Your objective:
Your task is to reproduce the entries below word for word.

Source information:
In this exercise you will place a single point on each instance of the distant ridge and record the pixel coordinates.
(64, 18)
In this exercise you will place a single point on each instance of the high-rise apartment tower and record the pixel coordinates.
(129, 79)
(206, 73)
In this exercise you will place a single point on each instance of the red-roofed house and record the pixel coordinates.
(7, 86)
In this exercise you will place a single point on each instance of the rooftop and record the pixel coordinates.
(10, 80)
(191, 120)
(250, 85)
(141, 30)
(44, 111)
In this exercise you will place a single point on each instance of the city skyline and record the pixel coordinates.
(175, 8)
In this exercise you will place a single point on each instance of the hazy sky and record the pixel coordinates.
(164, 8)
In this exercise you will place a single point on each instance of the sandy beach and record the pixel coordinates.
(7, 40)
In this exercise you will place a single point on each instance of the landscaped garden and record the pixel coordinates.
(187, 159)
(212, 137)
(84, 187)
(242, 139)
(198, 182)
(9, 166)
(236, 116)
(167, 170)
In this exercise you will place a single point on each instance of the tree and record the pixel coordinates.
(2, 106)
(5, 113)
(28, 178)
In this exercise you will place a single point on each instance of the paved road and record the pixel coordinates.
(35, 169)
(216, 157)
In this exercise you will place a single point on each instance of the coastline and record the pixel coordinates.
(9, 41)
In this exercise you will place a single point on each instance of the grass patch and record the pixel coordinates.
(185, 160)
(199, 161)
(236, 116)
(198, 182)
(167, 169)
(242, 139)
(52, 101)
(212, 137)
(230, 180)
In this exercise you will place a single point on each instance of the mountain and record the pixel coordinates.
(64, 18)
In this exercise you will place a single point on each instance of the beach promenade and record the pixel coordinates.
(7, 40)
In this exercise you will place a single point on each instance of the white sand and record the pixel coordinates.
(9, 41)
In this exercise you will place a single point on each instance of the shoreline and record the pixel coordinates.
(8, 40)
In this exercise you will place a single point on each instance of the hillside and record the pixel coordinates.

Exercise output:
In this exercise you will place a single point on each instance of the distant ridge and record the pixel coordinates.
(64, 18)
In this exercise you will place a single point on each instance of the high-rise apartment tower and record the pixel coordinates.
(129, 79)
(206, 73)
In this exercise you will place a single point on each instance of the red-roofed house and record the pixel coordinates.
(7, 86)
In this exercise you will place a single point on each instance of the rooftop and record the pixel coordinates.
(10, 80)
(191, 120)
(250, 85)
(141, 30)
(44, 111)
In this exercise you will place a single point on each instance of the city skyline and record the pixel coordinates.
(175, 8)
In this exercise you will place a single point on each instance of the hazy sky and record the pixel coordinates.
(164, 8)
In this exercise you will place a single point on each instance of the sandy beach and record the pixel coordinates.
(7, 40)
In this exercise you will place a single point on each instance of the landscaped garden and record the pixel coordinates.
(187, 159)
(212, 137)
(84, 187)
(242, 139)
(198, 182)
(9, 166)
(236, 116)
(167, 170)
In this exercise you will place a single point on each instance of the tree and record the pixel coordinates.
(2, 106)
(5, 113)
(28, 178)
In this exercise you will place a single point on each instance of the paved road and record the pixel coordinates.
(35, 169)
(216, 157)
In this exercise you will place a single point on each instance of the coastline and record the pixel coordinates.
(9, 41)
In this exercise you will place a single point on each instance of the grass patch and record the pixel coordinates.
(185, 160)
(199, 161)
(236, 116)
(198, 182)
(167, 169)
(242, 139)
(52, 101)
(212, 137)
(230, 180)
In this exercise you will place a single point on each instance of the mountain and record the pixel coordinates.
(64, 18)
In this exercise you will place a single point on each instance of the beach promenade and record the pixel coordinates.
(7, 40)
In this exercise you will place a single point on each instance of the white sand and record the pixel coordinates.
(9, 41)
In this exercise you will place a single point on each instance of the shoreline and record the pixel coordinates.
(8, 40)
In this exercise you will place a single point on each instance of the hillside and record the pixel coordinates.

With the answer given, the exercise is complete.